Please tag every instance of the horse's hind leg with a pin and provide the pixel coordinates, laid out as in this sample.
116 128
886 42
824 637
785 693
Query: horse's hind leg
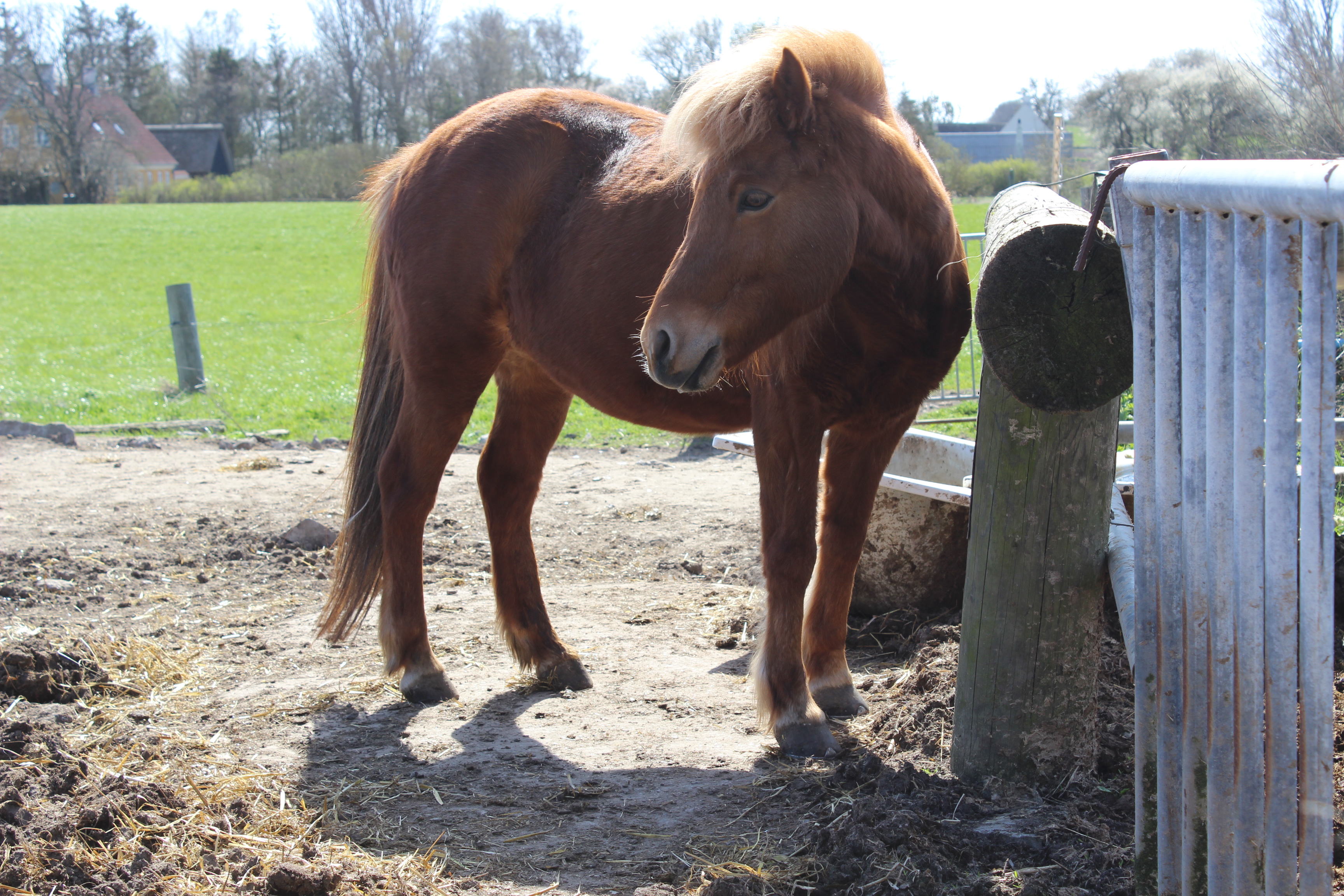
436 408
855 461
527 421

## DIRECTION:
Rewrite the rows above with "hind leg" replaced by "back leg" wherever it appears, changing nothing else. Leave the pictures out.

## WRITTEN ANSWER:
Please tag every instance of the horse's back leg with a pin and provide the pixel coordinates, laid out as in this sample.
116 128
886 42
824 637
785 693
Query: horse's back leg
436 408
855 461
527 421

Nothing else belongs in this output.